Set exercise 1 >> In the records below, can you convert everything from the line containing "Mark one point on every instance of the metal house" down to the line containing "pixel 1320 498" into a numbered list, skipping any blank lines?

@sisu-ai/mw-guardrails

Policy guardrails to short-circuit unsafe input.

Setup

npm i @sisu-ai/mw-guardrails

Exports

withGuardrails(policy: (text: string) => Promise<string | null>)
- Called early in your stack; reads ctx.input only.
- If violation: pushes { role: 'assistant', content: <string> } and short-circuits.

What It Does

Runs a fast, user-defined policy over ctx.input before calling the model.
If the policy flags a violation, it pushes a friendly assistant message and stops the pipeline.
Keeps your app responsive and predictable without depending on provider moderation.

How It Works

withGuardrails(policy) returns middleware that evaluates your policy.

The policy function should return:

null when the input is allowed,
a string with the assistant message to send when blocked (e.g., guidance or a refusal).

Given entries >>
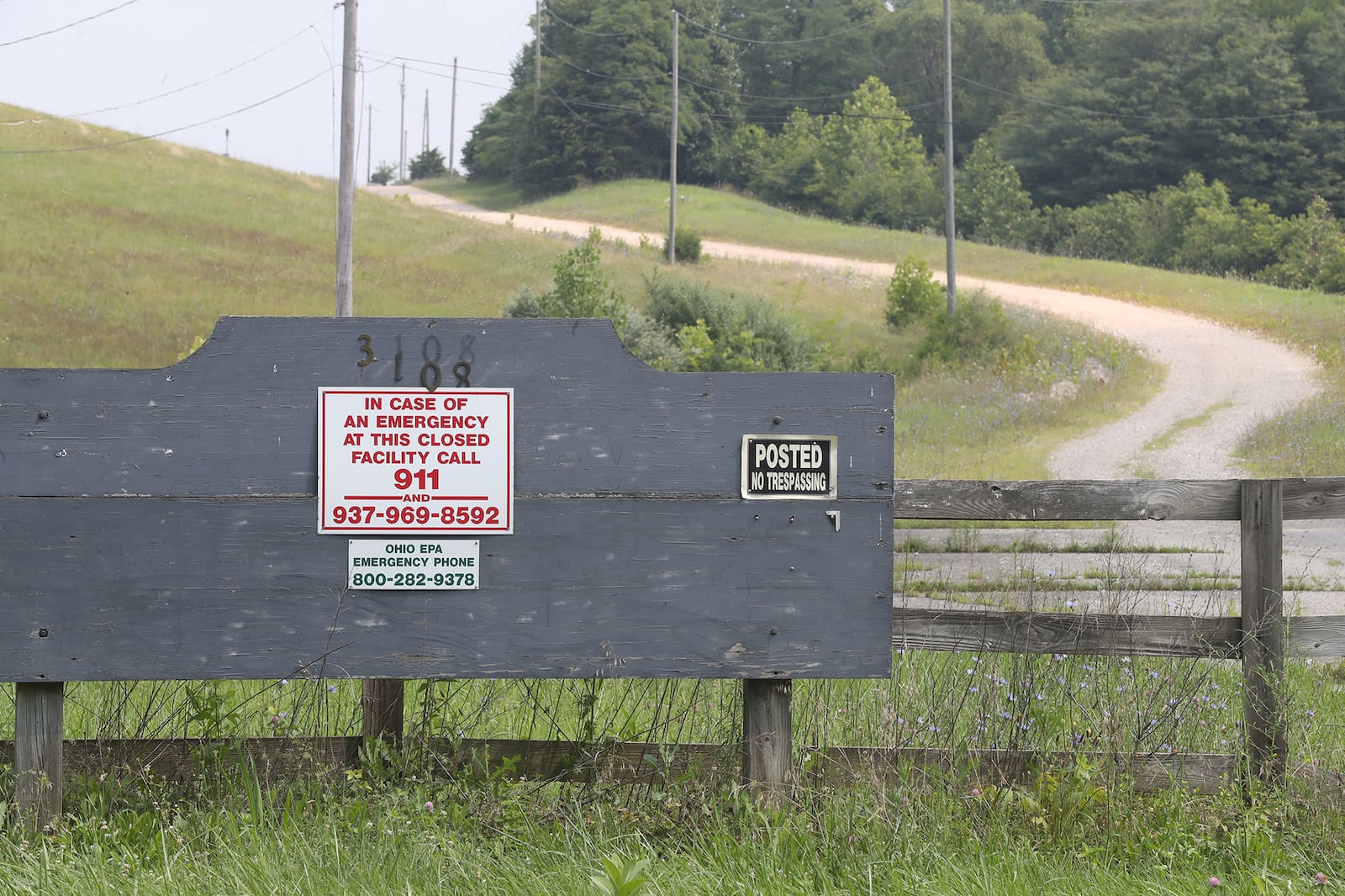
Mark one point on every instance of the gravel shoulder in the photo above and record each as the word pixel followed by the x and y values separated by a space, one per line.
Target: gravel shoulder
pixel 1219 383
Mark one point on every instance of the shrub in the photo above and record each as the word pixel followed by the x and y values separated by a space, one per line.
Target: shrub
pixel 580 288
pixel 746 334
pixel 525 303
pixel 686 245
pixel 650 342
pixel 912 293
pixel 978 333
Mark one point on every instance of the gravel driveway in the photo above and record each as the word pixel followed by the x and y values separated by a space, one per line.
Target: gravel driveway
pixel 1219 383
---
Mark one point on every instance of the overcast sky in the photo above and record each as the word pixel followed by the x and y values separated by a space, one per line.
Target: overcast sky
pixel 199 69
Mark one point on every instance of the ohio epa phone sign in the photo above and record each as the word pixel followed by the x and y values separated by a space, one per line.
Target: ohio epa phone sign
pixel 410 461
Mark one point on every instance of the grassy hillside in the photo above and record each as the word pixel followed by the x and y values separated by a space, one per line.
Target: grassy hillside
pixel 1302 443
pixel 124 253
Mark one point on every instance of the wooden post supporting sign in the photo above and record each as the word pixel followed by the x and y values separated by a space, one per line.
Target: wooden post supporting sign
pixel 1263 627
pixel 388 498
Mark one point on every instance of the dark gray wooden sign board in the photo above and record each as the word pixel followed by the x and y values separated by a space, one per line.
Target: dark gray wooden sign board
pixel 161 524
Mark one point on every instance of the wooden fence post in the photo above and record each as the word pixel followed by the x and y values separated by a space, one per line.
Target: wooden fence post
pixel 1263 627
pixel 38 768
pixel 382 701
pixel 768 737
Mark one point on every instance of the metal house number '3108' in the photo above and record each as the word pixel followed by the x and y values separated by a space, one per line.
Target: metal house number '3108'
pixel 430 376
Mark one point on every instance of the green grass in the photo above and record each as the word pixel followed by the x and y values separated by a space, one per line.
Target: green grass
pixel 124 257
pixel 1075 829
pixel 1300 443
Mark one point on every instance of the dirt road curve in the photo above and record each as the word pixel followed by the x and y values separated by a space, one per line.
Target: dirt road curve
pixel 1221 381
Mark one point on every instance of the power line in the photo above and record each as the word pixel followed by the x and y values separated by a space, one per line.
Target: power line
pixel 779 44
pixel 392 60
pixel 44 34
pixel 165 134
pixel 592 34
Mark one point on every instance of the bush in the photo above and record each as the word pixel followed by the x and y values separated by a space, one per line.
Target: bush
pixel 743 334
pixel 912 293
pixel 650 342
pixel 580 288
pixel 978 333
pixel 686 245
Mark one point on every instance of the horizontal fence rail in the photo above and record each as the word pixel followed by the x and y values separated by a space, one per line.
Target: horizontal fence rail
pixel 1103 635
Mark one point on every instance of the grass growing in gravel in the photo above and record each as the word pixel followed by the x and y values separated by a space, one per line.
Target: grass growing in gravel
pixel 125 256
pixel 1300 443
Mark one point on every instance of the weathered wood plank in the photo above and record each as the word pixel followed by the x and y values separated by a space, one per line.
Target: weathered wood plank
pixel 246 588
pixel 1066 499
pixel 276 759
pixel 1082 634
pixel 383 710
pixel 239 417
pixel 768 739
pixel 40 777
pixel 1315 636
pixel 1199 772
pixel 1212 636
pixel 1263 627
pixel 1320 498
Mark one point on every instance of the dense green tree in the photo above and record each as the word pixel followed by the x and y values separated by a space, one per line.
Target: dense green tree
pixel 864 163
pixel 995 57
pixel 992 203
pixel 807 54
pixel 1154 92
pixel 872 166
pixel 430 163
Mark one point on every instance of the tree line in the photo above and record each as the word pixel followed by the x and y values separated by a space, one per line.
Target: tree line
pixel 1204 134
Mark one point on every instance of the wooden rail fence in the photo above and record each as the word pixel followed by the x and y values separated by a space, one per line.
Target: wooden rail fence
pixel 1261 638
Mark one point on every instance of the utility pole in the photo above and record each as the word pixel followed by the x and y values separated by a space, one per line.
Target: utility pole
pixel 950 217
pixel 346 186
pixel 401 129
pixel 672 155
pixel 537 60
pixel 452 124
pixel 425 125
--
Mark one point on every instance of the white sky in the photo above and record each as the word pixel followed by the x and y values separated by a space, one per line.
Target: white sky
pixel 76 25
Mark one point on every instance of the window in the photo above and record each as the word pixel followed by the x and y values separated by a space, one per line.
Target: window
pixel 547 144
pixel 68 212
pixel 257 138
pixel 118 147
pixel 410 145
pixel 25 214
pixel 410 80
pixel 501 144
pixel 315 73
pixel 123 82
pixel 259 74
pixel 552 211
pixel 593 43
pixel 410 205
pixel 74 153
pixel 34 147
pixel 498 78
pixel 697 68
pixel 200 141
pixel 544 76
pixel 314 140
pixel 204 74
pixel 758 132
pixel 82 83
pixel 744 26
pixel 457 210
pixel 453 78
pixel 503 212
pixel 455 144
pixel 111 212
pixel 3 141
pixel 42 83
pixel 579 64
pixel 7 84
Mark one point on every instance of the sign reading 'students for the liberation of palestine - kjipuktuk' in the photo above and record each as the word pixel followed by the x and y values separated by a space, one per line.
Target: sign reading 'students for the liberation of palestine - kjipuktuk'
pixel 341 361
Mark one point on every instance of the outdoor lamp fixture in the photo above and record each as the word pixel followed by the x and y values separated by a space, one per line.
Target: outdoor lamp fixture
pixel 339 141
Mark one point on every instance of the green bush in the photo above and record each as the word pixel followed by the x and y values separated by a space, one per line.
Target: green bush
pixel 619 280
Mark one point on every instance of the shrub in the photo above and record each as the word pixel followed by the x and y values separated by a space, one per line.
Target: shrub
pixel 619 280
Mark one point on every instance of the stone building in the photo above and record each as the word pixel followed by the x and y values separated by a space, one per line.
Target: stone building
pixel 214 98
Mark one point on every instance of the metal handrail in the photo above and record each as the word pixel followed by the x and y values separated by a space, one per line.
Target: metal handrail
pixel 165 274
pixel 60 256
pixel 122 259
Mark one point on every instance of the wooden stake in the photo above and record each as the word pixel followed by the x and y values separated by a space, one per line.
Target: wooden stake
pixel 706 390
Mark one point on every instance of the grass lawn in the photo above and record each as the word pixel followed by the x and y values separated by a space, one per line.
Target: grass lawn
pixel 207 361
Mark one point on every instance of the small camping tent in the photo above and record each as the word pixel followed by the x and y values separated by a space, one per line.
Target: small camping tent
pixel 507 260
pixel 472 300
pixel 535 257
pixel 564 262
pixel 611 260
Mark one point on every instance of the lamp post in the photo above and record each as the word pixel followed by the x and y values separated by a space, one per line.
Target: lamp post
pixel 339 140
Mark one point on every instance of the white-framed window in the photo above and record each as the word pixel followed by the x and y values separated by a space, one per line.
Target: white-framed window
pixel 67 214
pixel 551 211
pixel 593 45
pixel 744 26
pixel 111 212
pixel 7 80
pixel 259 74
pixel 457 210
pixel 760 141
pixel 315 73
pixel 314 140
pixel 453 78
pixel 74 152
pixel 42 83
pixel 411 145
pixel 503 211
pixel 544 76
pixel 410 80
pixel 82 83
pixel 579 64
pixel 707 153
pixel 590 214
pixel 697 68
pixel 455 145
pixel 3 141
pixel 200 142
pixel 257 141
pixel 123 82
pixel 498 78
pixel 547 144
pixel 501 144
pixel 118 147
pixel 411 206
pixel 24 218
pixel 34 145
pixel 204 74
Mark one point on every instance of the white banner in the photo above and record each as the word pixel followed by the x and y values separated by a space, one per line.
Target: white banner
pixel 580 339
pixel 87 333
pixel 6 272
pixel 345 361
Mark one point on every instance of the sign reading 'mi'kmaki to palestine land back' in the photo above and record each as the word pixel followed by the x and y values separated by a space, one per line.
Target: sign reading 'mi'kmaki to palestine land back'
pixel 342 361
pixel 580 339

Set exercise 2 >> In the guardrails middleware page above, what should the policy function return when the input is allowed?

Final answer 1 >>
1. Mark one point on every instance of the metal house number '3108' in the photo above and record each as the word pixel followed by the x and y values separated by a space, one per line.
2. Target: metal house number '3108'
3. pixel 430 376
4. Mark one point on every instance of the green grass in the photo above and record each as the word pixel followed by the x and y values separated by a space, one per line.
5. Target: green grass
6. pixel 124 257
7. pixel 1075 829
8. pixel 1300 443
9. Mark one point on every instance of the dirt road curve in the photo above and record each as the word pixel followed by the x and y values separated by a space, one per line.
10. Target: dirt road curve
11. pixel 1221 381
12. Mark one point on every instance of the power line in the photo above and record each as the word pixel followed by the x and y values separated by a space, one per line.
13. Target: power line
14. pixel 779 44
15. pixel 392 60
16. pixel 44 34
17. pixel 165 134
18. pixel 592 34
19. Mark one point on every instance of the bush in the photo above and record each as the word pixel followed by the x and y values separated by a space, one per line.
20. Target: bush
21. pixel 743 334
22. pixel 912 293
23. pixel 650 342
24. pixel 580 288
25. pixel 978 333
26. pixel 686 245
27. Mark one point on every instance of the horizontal fence rail in the photo above and record each as the word pixel followed by the x and y values separated by a space, one per line.
28. Target: horizontal fence rail
29. pixel 1103 635
30. Mark one point on every instance of the grass growing in gravel in the photo above and record each as the word pixel followed by the x and y values separated by a space, one per line.
31. Target: grass growing in gravel
32. pixel 125 256
33. pixel 1300 443
34. Mark one point on every instance of the weathered wood plank in the photo above and record each as the word pixel followed by the x and y values separated by a space, one per line.
35. Target: weathered wood plank
36. pixel 246 588
37. pixel 1066 499
38. pixel 276 759
39. pixel 1082 634
40. pixel 383 710
41. pixel 239 417
42. pixel 768 739
43. pixel 40 777
44. pixel 1315 636
45. pixel 1199 772
46. pixel 1212 636
47. pixel 1263 627
48. pixel 1320 498

Final answer 2 >> null